■ Extract:
Royal Victoria Hall, Kent was historically notable as the first Municipally funded theatre in England. It stood on London Road, Southborough, Kent and opened on 17 January 1900 to celebrate the Diamond Jubilee of Queen Victoria.

A significant sum for the construction costs was raised by Sir David Lionel Goldsmid-Stern-Salomons, 2nd Baronet, who resided at nearby Broomhill. Sir David is the nephew of Sir David Salomons the 1st Baronet. Such was his standing that he unusually obtained permission to use the Royal Coat of Arms for the theatre on the proscenium arch above the stage.

== Design ==
The design of Royal Victoria Hall is based on the Sir David Lionel's notable Science Theatre at Broomhill.

The Courier article 25 January 1900 cited the altruistic nature of Sir David Lionel insisting on using local labour and materials where possible, notably including bricks manufactured in nearby High Brooms

Sir David Lionel was a meticulous designer. The rake of the seating enhanced the comfort of the theatre goers. The proscenium is extremely rare nowadays. There were ladies and gentlemen's green rooms either side of the stage. The kitchen was in the basement to allow substantial catering when the theatre converted to a Hall, Indeed, many large functions were held at the Hall.

■ Source data:
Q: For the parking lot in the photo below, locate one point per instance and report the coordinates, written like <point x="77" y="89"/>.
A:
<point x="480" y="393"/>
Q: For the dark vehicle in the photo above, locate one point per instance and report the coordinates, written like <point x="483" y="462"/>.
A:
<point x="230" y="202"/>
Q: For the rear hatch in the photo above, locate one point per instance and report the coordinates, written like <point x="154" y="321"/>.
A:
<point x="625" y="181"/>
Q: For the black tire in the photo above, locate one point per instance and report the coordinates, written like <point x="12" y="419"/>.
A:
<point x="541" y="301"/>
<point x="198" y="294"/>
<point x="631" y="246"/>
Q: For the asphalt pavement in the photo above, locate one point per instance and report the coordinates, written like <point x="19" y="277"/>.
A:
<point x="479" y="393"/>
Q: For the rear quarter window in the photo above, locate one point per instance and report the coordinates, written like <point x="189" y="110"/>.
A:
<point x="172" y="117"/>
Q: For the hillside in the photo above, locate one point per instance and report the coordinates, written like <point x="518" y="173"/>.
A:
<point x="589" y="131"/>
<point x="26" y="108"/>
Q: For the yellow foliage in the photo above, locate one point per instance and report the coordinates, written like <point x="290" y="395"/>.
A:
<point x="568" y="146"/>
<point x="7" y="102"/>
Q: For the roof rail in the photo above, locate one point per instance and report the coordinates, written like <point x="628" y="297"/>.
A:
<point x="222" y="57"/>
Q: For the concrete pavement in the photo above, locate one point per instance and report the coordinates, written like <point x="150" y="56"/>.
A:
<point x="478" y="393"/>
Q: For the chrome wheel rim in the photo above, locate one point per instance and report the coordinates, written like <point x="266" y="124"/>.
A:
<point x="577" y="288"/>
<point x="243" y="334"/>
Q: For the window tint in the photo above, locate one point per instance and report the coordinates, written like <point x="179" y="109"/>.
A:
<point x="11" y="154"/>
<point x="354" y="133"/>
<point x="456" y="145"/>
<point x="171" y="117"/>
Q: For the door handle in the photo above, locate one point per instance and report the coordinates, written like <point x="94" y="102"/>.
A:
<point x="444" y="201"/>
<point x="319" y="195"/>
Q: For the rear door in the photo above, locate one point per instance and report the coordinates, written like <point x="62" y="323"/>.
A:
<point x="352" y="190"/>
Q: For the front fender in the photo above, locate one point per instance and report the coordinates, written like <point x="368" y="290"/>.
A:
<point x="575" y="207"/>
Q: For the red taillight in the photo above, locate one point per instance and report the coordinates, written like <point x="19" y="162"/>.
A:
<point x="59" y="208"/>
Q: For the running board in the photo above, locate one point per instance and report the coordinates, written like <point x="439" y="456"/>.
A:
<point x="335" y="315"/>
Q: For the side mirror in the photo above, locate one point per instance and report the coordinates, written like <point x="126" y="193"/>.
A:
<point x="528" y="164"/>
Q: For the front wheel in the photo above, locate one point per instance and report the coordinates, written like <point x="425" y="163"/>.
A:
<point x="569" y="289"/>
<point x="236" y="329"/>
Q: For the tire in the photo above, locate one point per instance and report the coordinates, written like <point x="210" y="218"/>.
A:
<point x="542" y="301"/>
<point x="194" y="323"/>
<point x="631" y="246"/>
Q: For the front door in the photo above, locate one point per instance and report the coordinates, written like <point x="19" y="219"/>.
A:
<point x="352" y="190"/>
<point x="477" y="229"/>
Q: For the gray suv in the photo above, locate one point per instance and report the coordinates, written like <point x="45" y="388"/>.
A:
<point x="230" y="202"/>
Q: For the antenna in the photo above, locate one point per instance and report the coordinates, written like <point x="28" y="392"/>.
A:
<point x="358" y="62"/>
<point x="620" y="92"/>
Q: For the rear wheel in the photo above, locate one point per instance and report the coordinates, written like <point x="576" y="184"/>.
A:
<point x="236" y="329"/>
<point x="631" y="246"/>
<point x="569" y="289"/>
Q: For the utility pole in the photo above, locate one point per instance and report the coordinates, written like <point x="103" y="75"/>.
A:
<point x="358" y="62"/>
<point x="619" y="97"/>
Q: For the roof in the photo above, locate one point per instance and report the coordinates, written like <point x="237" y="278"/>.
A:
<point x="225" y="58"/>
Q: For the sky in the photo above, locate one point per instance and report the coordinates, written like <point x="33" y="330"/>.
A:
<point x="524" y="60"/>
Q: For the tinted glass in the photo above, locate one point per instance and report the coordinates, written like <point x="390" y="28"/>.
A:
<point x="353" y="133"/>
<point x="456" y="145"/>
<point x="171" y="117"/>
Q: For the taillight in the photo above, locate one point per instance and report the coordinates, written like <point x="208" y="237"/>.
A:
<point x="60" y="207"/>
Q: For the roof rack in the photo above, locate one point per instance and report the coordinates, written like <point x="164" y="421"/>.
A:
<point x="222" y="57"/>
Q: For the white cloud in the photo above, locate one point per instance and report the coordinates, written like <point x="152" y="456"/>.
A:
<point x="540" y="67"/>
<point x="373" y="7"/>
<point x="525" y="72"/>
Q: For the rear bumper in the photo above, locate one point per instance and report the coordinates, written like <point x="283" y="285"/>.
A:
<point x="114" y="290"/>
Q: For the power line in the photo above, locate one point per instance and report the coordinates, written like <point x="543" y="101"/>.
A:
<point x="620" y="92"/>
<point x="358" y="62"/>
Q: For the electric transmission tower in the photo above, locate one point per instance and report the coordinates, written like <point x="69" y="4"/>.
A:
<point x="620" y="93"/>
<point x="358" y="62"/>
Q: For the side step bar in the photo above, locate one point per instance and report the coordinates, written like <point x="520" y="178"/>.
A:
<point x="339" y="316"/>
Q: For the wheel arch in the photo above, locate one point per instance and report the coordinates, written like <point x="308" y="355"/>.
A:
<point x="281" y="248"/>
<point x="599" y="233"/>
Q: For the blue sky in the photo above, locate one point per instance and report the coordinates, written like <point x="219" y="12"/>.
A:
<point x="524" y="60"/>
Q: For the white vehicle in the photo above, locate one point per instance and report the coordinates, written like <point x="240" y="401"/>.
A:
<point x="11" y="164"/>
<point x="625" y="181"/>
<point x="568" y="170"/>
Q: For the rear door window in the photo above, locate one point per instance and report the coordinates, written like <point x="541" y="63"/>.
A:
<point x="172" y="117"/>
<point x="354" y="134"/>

---

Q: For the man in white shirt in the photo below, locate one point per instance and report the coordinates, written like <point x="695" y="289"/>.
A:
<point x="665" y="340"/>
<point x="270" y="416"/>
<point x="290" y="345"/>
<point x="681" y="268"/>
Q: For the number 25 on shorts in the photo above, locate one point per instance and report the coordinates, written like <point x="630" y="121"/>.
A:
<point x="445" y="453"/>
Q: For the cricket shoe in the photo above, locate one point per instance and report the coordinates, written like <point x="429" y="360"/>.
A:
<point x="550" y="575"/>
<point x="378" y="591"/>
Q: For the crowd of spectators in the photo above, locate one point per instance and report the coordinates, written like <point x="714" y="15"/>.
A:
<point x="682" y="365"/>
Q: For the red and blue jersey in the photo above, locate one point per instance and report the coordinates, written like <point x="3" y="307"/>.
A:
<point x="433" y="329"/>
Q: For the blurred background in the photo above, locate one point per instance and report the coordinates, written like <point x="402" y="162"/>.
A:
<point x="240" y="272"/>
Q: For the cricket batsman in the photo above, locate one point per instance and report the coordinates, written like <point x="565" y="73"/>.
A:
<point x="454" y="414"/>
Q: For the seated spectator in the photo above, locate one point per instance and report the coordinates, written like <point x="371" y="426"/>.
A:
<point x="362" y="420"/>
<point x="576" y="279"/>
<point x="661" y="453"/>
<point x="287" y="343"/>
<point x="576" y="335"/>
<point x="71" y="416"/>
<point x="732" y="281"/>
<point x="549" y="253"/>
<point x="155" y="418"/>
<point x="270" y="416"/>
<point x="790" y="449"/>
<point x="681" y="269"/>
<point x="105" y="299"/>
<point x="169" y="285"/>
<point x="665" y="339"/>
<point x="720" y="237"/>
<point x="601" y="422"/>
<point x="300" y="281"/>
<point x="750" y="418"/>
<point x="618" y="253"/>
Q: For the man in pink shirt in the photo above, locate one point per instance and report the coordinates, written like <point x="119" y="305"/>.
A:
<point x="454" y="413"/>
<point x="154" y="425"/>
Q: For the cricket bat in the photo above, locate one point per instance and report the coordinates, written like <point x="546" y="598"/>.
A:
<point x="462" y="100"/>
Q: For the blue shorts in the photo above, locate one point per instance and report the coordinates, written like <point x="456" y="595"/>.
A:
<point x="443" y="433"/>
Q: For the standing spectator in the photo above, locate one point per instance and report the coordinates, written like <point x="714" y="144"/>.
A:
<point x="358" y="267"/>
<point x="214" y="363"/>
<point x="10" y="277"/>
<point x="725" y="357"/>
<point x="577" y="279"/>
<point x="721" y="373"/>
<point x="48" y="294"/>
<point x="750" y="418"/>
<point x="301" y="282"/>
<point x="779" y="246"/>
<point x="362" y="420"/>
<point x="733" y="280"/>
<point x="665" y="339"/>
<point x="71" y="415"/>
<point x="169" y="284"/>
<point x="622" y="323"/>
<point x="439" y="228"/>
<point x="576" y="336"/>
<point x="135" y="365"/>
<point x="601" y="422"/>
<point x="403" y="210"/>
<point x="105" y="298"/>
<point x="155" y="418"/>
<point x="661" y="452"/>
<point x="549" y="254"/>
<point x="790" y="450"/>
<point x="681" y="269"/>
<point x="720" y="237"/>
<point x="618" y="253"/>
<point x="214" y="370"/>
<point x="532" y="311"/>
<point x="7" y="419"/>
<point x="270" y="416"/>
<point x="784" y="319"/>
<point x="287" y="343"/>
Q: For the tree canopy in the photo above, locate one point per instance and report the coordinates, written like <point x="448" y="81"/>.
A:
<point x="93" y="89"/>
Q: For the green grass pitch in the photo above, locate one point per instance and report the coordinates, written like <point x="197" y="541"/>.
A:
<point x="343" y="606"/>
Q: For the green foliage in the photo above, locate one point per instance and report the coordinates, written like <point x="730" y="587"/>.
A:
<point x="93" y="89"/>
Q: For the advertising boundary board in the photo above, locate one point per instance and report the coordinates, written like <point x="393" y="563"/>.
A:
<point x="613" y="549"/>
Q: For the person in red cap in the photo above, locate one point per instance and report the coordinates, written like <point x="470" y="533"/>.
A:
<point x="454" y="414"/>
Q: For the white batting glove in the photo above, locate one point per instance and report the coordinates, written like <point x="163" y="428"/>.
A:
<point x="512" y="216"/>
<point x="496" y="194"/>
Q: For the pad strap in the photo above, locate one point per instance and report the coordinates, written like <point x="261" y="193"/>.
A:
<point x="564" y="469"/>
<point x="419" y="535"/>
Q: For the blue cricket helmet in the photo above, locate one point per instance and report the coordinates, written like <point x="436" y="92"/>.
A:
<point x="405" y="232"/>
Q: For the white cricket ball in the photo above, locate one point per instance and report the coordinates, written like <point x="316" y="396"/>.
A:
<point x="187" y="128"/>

==

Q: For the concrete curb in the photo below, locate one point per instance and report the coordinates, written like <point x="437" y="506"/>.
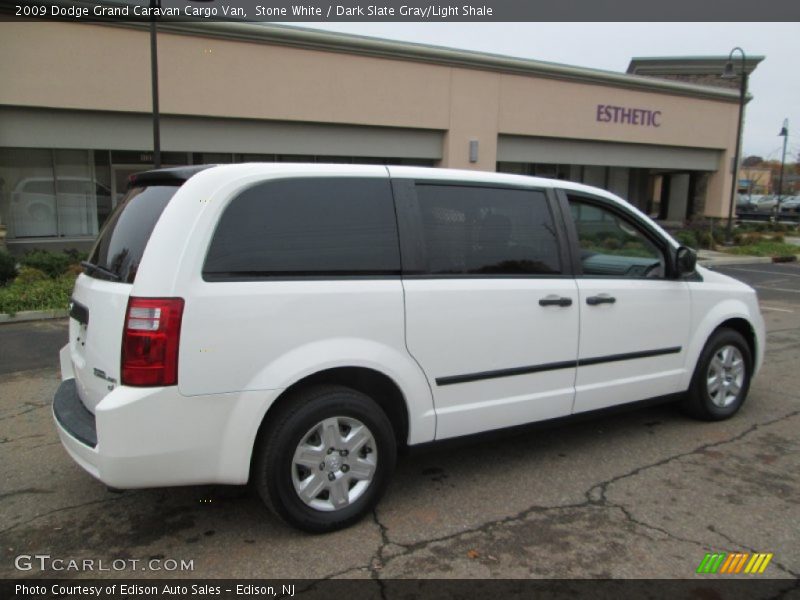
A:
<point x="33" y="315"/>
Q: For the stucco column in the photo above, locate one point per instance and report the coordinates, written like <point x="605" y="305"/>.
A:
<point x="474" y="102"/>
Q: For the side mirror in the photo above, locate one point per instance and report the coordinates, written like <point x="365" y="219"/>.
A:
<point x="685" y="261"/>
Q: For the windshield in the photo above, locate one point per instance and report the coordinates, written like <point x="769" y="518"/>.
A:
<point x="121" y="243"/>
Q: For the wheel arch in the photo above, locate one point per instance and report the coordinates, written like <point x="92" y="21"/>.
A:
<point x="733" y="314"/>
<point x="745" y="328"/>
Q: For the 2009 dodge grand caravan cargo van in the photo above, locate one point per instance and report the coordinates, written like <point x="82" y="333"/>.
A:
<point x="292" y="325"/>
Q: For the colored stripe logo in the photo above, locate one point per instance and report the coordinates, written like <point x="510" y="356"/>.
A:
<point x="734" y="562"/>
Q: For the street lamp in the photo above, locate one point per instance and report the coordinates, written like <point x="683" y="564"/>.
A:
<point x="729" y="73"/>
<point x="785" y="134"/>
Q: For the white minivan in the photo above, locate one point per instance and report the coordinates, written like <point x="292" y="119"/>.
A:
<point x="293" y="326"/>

■ Required tasks:
A. Reproduce the part of the Royal Victoria Hall passage that begins at the words "The Courier article" and stops after "at the Hall.".
B. Please answer these questions from the Royal Victoria Hall passage:
(i) On what date did the theatre open?
(ii) Where did Sir David Lionel reside?
(iii) Where was the kitchen located?
Rely only on the Royal Victoria Hall passage, not the items.

■ Answers to the tasks:
A.
The Courier article 25 January 1900 cited the altruistic nature of Sir David Lionel insisting on using local labour and materials where possible, notably including bricks manufactured in nearby High Brooms

Sir David Lionel was a meticulous designer. The rake of the seating enhanced the comfort of the theatre goers. The proscenium is extremely rare nowadays. There were ladies and gentlemen's green rooms either side of the stage. The kitchen was in the basement to allow substantial catering when the theatre converted to a Hall, Indeed, many large functions were held at the Hall.

B.
(i) 17 January 1900
(ii) Broomhill
(iii) In the basement